(Rows from a pointing dataset)
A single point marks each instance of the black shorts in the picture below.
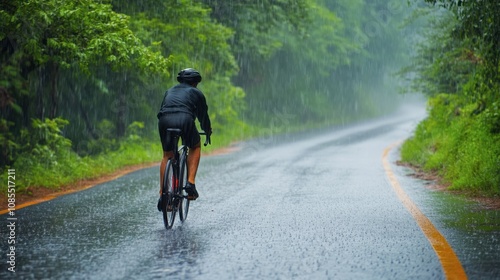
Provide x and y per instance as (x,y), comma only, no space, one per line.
(183,121)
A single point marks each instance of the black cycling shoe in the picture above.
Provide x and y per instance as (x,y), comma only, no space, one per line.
(191,190)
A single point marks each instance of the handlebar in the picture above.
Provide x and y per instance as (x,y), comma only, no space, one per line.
(207,138)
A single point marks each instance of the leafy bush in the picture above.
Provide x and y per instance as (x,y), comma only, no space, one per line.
(458,143)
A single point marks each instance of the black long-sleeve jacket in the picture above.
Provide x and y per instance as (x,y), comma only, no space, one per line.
(188,99)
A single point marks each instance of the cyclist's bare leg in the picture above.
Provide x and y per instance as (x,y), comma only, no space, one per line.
(166,156)
(193,162)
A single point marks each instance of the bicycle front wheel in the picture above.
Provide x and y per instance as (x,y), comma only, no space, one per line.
(168,208)
(183,175)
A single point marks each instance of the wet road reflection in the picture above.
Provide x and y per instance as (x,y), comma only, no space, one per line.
(290,207)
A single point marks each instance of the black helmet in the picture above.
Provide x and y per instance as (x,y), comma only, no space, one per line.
(189,75)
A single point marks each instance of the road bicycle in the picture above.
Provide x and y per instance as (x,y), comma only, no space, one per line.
(174,195)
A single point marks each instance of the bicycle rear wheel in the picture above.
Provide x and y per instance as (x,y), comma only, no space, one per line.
(168,208)
(183,175)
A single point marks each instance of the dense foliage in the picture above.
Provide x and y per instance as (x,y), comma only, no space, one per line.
(81,81)
(458,68)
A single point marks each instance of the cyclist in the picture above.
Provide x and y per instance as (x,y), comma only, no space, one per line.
(181,105)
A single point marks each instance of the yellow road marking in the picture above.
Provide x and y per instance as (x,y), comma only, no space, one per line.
(449,261)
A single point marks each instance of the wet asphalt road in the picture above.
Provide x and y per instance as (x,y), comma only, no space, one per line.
(290,207)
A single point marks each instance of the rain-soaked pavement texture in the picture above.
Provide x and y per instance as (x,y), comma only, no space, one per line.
(293,207)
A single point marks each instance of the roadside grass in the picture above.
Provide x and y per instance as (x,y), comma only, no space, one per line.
(458,145)
(61,166)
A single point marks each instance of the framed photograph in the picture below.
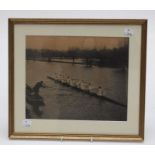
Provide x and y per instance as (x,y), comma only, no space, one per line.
(77,79)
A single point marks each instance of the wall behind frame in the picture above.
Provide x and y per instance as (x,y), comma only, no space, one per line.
(150,82)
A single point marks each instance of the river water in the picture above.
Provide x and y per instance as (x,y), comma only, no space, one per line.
(66,103)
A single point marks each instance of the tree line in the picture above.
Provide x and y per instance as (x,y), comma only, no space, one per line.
(116,57)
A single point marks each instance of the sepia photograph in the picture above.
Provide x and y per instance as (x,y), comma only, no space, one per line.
(76,77)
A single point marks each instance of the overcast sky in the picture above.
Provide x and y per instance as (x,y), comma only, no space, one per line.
(66,43)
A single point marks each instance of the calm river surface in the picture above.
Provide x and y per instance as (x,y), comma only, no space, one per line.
(66,103)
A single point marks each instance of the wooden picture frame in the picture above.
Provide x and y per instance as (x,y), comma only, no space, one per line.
(81,35)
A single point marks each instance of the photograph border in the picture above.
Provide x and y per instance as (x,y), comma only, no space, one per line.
(89,137)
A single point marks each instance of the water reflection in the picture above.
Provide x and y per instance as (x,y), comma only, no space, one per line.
(66,103)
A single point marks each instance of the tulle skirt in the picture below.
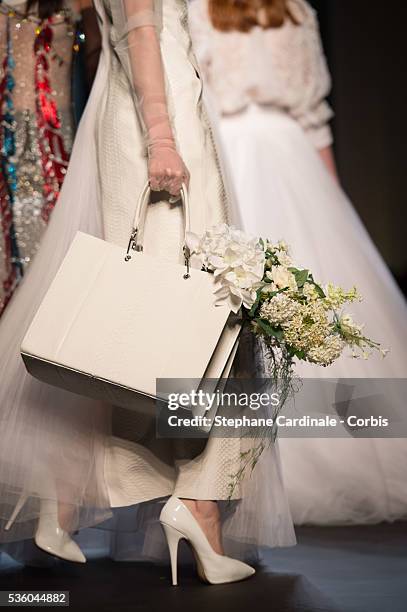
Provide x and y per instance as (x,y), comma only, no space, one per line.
(285,192)
(53,443)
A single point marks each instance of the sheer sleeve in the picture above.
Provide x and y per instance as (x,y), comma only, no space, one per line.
(315,113)
(135,37)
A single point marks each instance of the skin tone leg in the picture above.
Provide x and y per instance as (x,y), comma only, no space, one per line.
(206,512)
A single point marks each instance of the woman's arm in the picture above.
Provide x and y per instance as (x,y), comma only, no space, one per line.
(92,39)
(136,24)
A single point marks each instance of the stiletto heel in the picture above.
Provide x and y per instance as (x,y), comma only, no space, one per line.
(20,503)
(173,537)
(178,523)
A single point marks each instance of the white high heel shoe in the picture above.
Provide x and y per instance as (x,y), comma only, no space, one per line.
(49,536)
(178,523)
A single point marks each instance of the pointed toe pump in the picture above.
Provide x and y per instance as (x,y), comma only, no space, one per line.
(179,523)
(49,536)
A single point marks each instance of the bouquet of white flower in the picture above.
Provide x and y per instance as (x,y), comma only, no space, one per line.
(287,308)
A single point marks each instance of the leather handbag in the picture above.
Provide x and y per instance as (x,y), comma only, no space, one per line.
(112,322)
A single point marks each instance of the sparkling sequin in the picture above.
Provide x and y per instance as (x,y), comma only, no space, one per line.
(33,161)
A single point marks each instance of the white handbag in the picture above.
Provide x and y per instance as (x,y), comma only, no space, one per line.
(89,340)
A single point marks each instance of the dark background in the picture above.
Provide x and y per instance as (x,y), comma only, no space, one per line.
(365,43)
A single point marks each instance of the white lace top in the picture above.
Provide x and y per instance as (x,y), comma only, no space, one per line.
(283,67)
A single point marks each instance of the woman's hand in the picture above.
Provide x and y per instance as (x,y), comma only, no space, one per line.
(166,170)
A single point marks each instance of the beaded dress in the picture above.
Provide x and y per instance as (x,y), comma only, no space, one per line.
(36,129)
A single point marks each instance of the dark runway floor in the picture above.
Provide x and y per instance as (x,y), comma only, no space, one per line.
(352,569)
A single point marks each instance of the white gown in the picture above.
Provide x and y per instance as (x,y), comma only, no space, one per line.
(102,457)
(269,87)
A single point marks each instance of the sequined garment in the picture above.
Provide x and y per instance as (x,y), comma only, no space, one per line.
(36,131)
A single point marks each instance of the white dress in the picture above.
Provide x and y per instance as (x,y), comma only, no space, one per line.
(100,456)
(269,87)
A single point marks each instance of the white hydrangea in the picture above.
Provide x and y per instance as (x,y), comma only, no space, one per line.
(237,261)
(327,352)
(279,309)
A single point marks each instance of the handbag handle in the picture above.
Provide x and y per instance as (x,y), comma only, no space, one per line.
(135,241)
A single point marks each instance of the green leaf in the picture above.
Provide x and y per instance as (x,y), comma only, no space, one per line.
(253,309)
(269,330)
(319,290)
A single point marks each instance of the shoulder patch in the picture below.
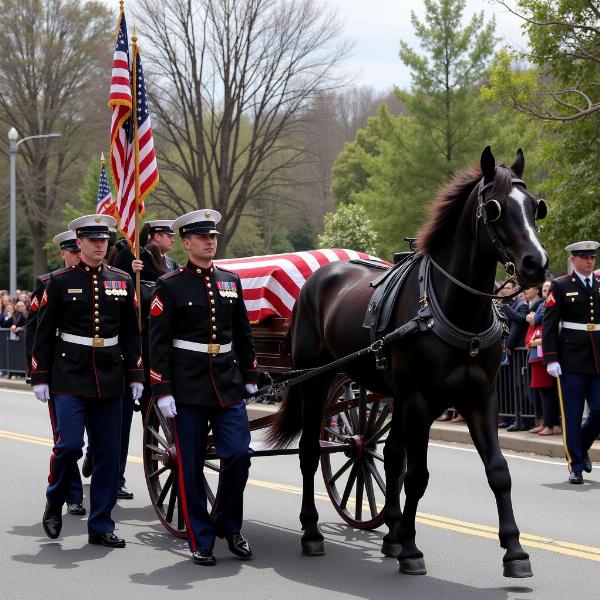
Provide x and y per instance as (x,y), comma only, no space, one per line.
(156,306)
(172,274)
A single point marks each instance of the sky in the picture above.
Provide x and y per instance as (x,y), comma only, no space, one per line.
(377,26)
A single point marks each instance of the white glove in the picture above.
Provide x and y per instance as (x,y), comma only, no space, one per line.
(136,390)
(554,369)
(166,405)
(251,388)
(42,392)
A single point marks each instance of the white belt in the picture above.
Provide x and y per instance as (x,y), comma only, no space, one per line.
(94,342)
(206,348)
(580,326)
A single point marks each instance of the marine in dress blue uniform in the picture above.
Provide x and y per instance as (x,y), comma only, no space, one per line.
(571,343)
(202,365)
(93,308)
(71,255)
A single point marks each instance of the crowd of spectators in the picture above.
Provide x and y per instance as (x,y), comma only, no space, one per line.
(13,313)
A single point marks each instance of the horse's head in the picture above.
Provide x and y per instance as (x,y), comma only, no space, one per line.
(508,212)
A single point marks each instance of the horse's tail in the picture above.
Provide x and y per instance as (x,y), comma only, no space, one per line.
(288,420)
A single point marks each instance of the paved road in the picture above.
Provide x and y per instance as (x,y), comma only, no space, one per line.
(456,532)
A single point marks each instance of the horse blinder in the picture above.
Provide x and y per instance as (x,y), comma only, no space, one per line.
(492,211)
(541,210)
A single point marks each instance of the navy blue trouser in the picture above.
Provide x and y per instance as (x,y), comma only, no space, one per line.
(74,493)
(103,420)
(126,418)
(576,389)
(232,441)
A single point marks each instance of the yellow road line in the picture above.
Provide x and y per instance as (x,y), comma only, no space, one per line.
(441,522)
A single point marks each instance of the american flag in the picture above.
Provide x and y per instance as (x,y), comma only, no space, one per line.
(104,204)
(272,283)
(120,102)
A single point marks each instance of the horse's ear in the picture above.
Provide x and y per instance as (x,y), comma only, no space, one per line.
(488,164)
(519,165)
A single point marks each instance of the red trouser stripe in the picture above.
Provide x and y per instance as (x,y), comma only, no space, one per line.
(182,496)
(54,436)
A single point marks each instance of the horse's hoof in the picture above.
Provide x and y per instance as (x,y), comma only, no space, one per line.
(412,566)
(313,548)
(518,568)
(391,549)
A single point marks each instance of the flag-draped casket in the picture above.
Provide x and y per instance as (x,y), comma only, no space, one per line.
(272,283)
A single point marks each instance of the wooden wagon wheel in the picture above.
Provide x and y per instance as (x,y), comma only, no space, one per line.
(354,479)
(160,468)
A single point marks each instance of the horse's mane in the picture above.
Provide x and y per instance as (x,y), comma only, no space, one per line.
(447,206)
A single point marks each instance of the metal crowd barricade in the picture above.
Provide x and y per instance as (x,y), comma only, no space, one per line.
(13,358)
(512,388)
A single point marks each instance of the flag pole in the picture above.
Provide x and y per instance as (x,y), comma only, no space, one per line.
(136,146)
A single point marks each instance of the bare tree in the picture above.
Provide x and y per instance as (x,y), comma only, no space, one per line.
(231,80)
(54,65)
(565,45)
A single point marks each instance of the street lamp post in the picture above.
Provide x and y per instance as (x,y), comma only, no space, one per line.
(13,137)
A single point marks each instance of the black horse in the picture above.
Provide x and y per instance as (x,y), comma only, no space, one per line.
(482,216)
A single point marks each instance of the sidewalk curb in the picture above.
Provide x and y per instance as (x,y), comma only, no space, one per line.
(519,441)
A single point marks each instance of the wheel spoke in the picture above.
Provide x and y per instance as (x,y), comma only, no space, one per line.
(370,492)
(349,486)
(346,422)
(335,434)
(165,489)
(180,521)
(375,454)
(158,472)
(360,488)
(154,449)
(159,438)
(378,434)
(375,473)
(344,468)
(171,507)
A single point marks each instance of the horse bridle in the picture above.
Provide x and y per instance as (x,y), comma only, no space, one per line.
(491,211)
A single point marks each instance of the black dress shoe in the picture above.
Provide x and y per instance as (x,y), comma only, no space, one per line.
(239,545)
(76,509)
(52,521)
(204,557)
(124,494)
(587,463)
(108,539)
(575,477)
(86,467)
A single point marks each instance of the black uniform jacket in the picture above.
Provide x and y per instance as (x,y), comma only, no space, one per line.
(31,323)
(203,306)
(568,300)
(81,300)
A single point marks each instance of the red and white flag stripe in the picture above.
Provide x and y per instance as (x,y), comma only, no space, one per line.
(272,283)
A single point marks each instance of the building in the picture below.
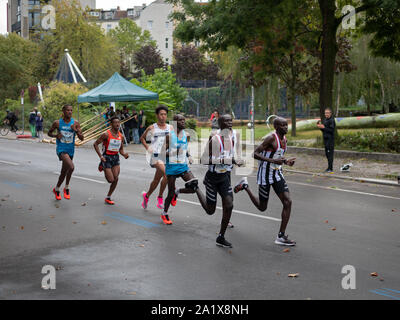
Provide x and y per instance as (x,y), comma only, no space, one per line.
(154,18)
(24,16)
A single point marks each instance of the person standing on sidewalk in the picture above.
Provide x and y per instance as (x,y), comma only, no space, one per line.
(328,132)
(39,126)
(32,122)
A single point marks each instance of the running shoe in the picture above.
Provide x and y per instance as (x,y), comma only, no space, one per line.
(160,203)
(145,200)
(221,242)
(173,201)
(284,241)
(66,194)
(241,185)
(165,219)
(57,194)
(192,184)
(109,201)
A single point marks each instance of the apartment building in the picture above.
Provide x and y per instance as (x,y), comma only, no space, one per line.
(24,16)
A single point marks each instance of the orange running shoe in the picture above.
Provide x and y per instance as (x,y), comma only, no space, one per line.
(66,194)
(173,201)
(165,219)
(57,194)
(109,201)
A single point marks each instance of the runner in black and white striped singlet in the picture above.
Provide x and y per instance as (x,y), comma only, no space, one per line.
(270,155)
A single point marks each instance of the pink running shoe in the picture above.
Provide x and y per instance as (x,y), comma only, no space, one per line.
(160,203)
(145,200)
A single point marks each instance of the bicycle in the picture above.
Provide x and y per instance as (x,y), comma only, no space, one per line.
(5,129)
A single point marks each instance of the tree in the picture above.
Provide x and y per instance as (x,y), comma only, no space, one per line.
(190,64)
(147,58)
(17,65)
(130,38)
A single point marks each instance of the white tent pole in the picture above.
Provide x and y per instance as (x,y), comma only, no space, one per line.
(76,68)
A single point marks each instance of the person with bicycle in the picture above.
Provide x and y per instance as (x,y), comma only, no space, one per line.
(11,119)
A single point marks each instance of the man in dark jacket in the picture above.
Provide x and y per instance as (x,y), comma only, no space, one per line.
(328,132)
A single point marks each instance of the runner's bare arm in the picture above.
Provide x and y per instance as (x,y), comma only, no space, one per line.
(77,128)
(55,126)
(102,138)
(144,136)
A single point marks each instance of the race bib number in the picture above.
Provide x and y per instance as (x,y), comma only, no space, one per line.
(67,136)
(114,145)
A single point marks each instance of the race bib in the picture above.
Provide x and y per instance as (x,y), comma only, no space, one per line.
(114,145)
(67,136)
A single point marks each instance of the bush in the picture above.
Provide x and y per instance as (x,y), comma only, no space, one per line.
(364,141)
(191,124)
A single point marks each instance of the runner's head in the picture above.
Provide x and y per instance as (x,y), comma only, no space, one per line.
(162,113)
(67,111)
(180,121)
(114,121)
(280,125)
(225,122)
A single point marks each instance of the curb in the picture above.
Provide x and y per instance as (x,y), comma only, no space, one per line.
(362,180)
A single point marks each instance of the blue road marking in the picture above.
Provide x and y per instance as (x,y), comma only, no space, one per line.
(386,293)
(13,184)
(139,222)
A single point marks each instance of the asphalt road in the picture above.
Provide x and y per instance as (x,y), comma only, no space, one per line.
(124,252)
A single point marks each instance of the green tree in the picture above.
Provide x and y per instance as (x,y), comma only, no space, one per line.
(130,38)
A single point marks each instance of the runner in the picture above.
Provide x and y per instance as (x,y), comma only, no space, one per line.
(67,128)
(270,155)
(157,132)
(219,155)
(178,158)
(109,159)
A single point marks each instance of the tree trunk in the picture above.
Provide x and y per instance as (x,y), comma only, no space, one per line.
(329,50)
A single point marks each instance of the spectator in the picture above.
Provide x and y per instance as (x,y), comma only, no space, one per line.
(135,127)
(39,126)
(142,122)
(32,122)
(328,132)
(11,119)
(214,120)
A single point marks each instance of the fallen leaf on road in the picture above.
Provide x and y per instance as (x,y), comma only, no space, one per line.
(293,275)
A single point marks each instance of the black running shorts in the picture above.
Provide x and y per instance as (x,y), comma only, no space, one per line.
(112,160)
(217,183)
(278,186)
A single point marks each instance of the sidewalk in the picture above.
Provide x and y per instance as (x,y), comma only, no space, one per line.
(363,170)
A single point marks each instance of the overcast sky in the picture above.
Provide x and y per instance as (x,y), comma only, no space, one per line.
(102,4)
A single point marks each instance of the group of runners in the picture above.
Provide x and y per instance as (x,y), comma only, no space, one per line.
(168,153)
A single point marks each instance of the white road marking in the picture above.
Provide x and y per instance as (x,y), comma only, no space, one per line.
(343,190)
(83,178)
(237,211)
(11,163)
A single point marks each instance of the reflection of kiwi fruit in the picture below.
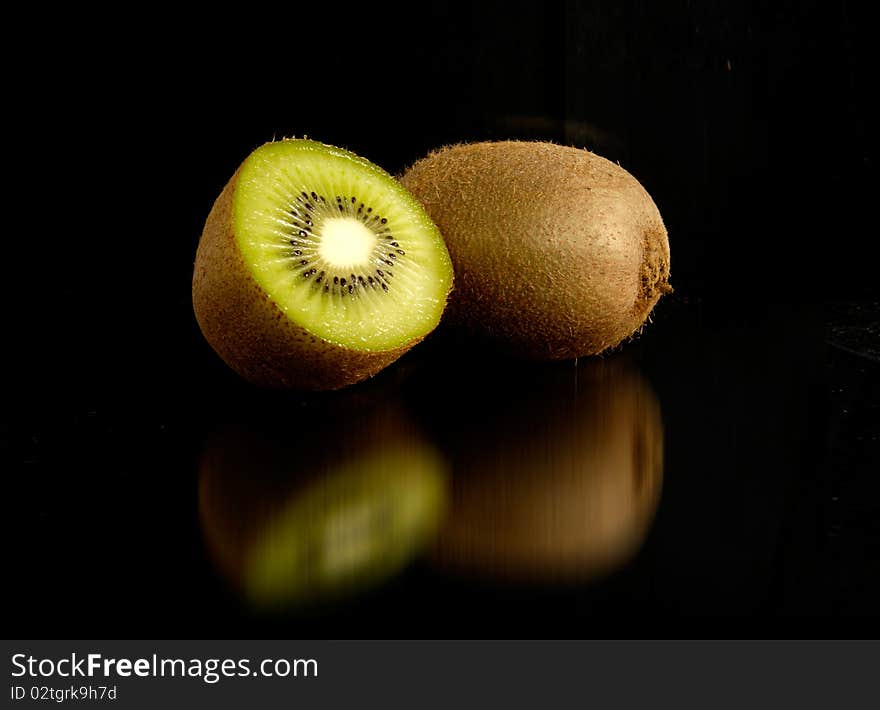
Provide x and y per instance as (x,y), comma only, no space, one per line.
(556,471)
(300,513)
(316,269)
(558,253)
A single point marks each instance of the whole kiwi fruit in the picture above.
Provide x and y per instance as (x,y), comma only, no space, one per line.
(558,253)
(301,506)
(316,269)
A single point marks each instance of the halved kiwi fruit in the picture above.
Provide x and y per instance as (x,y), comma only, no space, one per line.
(316,269)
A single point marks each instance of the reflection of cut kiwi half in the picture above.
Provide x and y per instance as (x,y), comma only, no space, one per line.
(558,479)
(300,513)
(316,269)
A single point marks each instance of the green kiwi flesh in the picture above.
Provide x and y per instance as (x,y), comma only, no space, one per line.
(316,269)
(558,252)
(288,524)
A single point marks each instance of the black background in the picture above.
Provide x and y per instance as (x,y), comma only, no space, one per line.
(749,125)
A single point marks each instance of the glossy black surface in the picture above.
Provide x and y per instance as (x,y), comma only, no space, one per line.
(717,477)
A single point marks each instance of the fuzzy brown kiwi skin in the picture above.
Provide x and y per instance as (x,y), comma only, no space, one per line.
(558,253)
(248,330)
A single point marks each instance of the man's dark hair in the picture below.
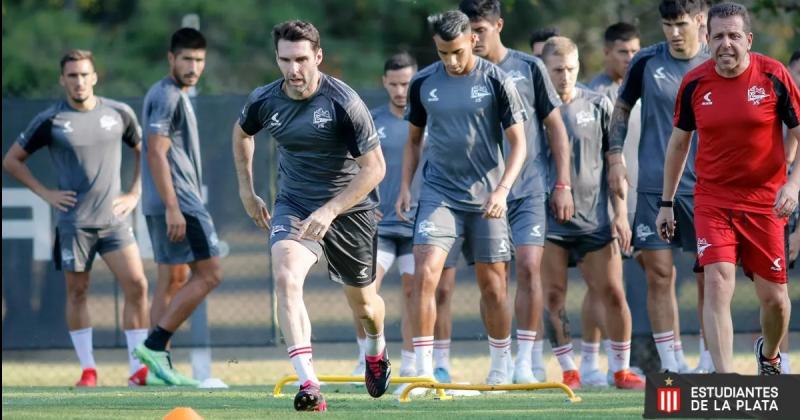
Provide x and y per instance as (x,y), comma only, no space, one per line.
(674,9)
(294,31)
(449,25)
(76,55)
(542,35)
(187,38)
(621,31)
(400,61)
(728,9)
(481,9)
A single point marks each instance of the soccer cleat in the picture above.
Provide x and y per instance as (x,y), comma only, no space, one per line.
(88,378)
(377,374)
(625,379)
(765,367)
(572,379)
(442,375)
(309,398)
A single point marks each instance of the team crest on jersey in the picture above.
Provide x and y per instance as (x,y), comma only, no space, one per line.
(756,94)
(321,117)
(584,118)
(478,92)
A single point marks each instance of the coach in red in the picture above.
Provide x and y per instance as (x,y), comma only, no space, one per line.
(737,102)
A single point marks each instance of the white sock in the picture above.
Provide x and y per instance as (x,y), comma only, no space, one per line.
(499,353)
(375,344)
(303,365)
(408,363)
(620,357)
(82,341)
(564,355)
(423,350)
(525,340)
(134,338)
(589,356)
(537,355)
(665,343)
(441,354)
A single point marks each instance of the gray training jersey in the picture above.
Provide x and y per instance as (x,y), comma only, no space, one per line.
(586,118)
(540,99)
(319,139)
(655,76)
(168,112)
(85,148)
(393,134)
(465,118)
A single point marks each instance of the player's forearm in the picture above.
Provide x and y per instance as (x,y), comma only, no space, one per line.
(559,145)
(618,130)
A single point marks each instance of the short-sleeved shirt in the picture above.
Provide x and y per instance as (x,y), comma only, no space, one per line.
(540,99)
(85,147)
(654,75)
(586,118)
(741,162)
(319,139)
(465,117)
(168,112)
(393,134)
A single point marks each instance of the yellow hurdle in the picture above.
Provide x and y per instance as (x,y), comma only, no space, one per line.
(481,387)
(277,392)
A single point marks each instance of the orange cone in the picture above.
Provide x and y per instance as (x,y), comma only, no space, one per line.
(182,413)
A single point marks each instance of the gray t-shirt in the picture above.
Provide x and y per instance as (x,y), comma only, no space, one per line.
(86,154)
(319,139)
(540,99)
(168,112)
(465,118)
(655,76)
(586,119)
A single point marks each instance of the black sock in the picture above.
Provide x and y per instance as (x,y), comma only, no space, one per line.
(158,338)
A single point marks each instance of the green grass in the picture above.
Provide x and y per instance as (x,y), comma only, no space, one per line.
(343,401)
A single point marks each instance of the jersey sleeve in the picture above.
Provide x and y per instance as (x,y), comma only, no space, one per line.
(38,134)
(356,127)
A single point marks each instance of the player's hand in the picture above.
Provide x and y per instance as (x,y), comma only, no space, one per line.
(665,222)
(403,204)
(123,205)
(176,225)
(496,205)
(786,202)
(61,200)
(561,204)
(256,209)
(316,225)
(621,230)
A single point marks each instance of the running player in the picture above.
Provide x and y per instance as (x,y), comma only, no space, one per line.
(331,163)
(465,103)
(737,102)
(526,201)
(84,134)
(654,76)
(180,227)
(588,239)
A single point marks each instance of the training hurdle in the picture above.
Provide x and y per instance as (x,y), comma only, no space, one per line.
(277,392)
(571,397)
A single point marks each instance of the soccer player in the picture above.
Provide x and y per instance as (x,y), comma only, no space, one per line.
(654,76)
(84,134)
(591,239)
(331,163)
(737,102)
(466,103)
(181,230)
(526,200)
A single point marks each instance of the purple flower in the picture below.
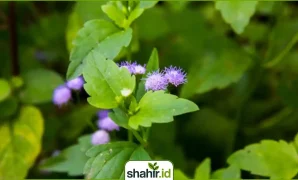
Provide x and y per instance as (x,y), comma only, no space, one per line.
(156,81)
(75,84)
(175,75)
(134,68)
(139,69)
(107,124)
(103,114)
(61,95)
(100,137)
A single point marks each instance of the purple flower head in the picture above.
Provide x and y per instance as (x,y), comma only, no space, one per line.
(103,114)
(134,68)
(100,137)
(139,69)
(107,124)
(61,95)
(156,81)
(75,84)
(175,76)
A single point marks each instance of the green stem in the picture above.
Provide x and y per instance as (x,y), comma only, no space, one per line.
(139,138)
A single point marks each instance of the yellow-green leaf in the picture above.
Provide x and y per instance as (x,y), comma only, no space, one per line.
(20,143)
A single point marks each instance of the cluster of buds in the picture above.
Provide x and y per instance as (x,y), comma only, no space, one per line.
(157,80)
(62,94)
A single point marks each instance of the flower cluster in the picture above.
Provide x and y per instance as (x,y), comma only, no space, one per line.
(134,68)
(160,80)
(105,124)
(62,94)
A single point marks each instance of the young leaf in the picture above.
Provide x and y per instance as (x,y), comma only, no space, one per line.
(20,143)
(151,166)
(119,117)
(267,158)
(152,65)
(236,13)
(4,90)
(93,32)
(108,161)
(105,81)
(159,107)
(39,86)
(232,172)
(178,174)
(115,13)
(71,160)
(203,170)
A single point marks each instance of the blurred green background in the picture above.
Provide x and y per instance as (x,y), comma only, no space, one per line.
(245,84)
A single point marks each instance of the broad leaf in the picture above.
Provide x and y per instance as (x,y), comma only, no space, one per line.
(39,86)
(20,143)
(279,45)
(108,161)
(178,174)
(105,81)
(236,13)
(77,121)
(119,117)
(113,10)
(232,172)
(87,38)
(278,160)
(152,65)
(118,13)
(203,170)
(159,107)
(71,160)
(4,90)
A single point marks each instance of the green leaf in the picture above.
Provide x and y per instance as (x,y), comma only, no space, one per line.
(108,161)
(147,4)
(283,37)
(106,88)
(112,45)
(71,160)
(232,172)
(236,13)
(5,89)
(77,121)
(93,32)
(178,174)
(39,86)
(278,160)
(119,117)
(203,170)
(8,107)
(152,65)
(21,143)
(151,166)
(219,65)
(115,13)
(155,17)
(159,107)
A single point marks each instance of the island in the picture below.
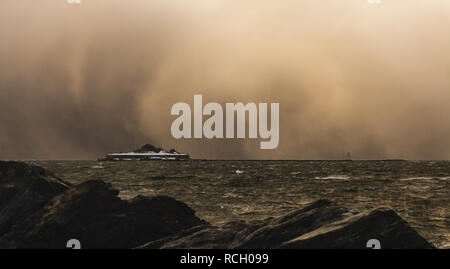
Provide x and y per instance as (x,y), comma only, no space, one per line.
(147,152)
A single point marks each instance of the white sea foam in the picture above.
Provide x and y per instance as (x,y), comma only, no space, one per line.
(335,177)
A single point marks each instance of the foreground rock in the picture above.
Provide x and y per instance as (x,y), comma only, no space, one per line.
(24,189)
(321,225)
(38,210)
(354,232)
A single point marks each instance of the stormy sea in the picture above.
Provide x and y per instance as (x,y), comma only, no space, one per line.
(223,191)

Request:
In the copy, leave out all pictures, and retype exactly each line from the one with "A single point marks each instance of the young" through the last line of the entries.

Response to the task:
A single point marks each instance of the young leaf in the picture above.
Provide x and y per instance as (x,y), comma only, no space, one per line.
(20,143)
(151,166)
(119,117)
(267,158)
(152,65)
(236,13)
(4,90)
(93,32)
(108,161)
(105,81)
(159,107)
(39,86)
(232,172)
(178,174)
(115,13)
(71,160)
(203,170)
A single point marks each instance of the blurred green background in the picture above.
Provide x and y per instance as (x,y), comma only, no space, one per line.
(245,84)
A single point marks each instance of the broad leaf in the picture above.
Provide x and y per instance as (x,y), comma only, no space, one per line.
(39,86)
(20,143)
(279,45)
(108,161)
(178,174)
(105,81)
(236,13)
(77,121)
(119,117)
(113,10)
(232,172)
(87,38)
(278,160)
(152,65)
(118,13)
(203,170)
(159,107)
(71,160)
(4,90)
A single point marks each instance of the green leaf in the picture above.
Provide x and y per instance as (x,y), comma only, no space, one per line.
(108,161)
(147,4)
(283,37)
(106,88)
(112,45)
(71,160)
(232,172)
(236,13)
(5,89)
(77,121)
(93,32)
(178,174)
(39,86)
(278,160)
(119,117)
(203,170)
(8,107)
(152,65)
(21,143)
(151,166)
(219,65)
(115,13)
(155,17)
(159,107)
A single point marks each instance of the island in the picture below.
Provide x and y per instance as (x,y), comma only, no space, one per line.
(147,152)
A single point marks each instance of the white sea foam in the picture above.
Provide x and y per instance as (x,y), comma only, no space, one per line.
(335,177)
A single point marks each instance of the foreground rock in the picture above.
Provide x and y per instance as (x,y), comma only, no space, one per line.
(24,189)
(321,225)
(38,210)
(354,232)
A single point marks each instance of the stormy sea in the picture above.
Provide x and y per instance as (x,y), comma only, no space, one per line.
(223,191)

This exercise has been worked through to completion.